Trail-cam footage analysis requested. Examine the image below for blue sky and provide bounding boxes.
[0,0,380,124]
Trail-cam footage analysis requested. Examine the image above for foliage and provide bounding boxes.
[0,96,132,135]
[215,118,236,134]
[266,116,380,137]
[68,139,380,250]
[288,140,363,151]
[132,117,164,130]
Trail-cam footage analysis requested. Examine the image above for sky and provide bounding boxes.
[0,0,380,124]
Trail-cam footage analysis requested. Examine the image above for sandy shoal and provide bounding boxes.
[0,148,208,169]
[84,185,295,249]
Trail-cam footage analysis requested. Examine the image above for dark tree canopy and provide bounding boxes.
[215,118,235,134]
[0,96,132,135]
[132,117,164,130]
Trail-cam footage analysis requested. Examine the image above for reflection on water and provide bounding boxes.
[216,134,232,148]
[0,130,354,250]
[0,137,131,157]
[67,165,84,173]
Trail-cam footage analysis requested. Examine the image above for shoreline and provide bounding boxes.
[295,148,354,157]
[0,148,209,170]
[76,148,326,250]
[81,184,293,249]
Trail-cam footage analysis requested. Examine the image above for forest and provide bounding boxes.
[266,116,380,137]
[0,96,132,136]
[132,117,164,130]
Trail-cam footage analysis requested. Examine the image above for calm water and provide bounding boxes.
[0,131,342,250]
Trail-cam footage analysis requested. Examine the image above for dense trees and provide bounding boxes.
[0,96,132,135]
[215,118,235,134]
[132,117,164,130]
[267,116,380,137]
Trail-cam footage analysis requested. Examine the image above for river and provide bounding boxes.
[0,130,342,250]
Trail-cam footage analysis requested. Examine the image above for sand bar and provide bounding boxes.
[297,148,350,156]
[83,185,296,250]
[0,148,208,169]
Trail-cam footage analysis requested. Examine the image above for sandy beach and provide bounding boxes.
==============================
Written instruction –
Rewrite the lines above, beginning at the first line and stopping after the line that contains "[0,131,342,250]", with the requests included. Increase every bounding-box coordinate in the answers by 27.

Correct result –
Trail-cam footage analysis requested. Examine the image below for blue sky and provide bounding boxes.
[27,27,407,151]
Trail-cam footage analysis requested. Examine the image above for foliage and provide bounding boxes.
[27,123,159,162]
[242,145,263,161]
[293,143,407,164]
[95,166,407,277]
[315,167,390,178]
[159,144,191,157]
Trail-cam footage analysis requested. Examine the image above for sky and provide bounding boxes.
[27,27,407,151]
Trail-cam footage analysis requested. Examine the image above for sandy shoal and provide bounding boxes.
[27,175,235,196]
[111,212,322,276]
Trail-cam footage analysis requested. Examine the image above for dark tree canopy and provide bounding boxes.
[242,145,262,161]
[27,123,159,162]
[159,144,191,157]
Trail-cam footage analysis requested. Examine the image above for reflection on water and provide bounding boxes.
[243,161,259,175]
[27,157,381,277]
[27,164,158,184]
[94,192,111,200]
Trail-cam footage analysis requested. Examine the image above for shoreline and provide bounding boxes.
[322,175,381,184]
[27,175,236,197]
[103,175,353,277]
[108,211,320,276]
Trail-cam footage analysis requested. Examine the image above for forest and provide bounding boxes.
[293,143,407,164]
[27,123,159,163]
[159,144,191,157]
Trail-cam footage analysis requested. Examine the image above for calm water and provide bounding boxes.
[27,158,369,277]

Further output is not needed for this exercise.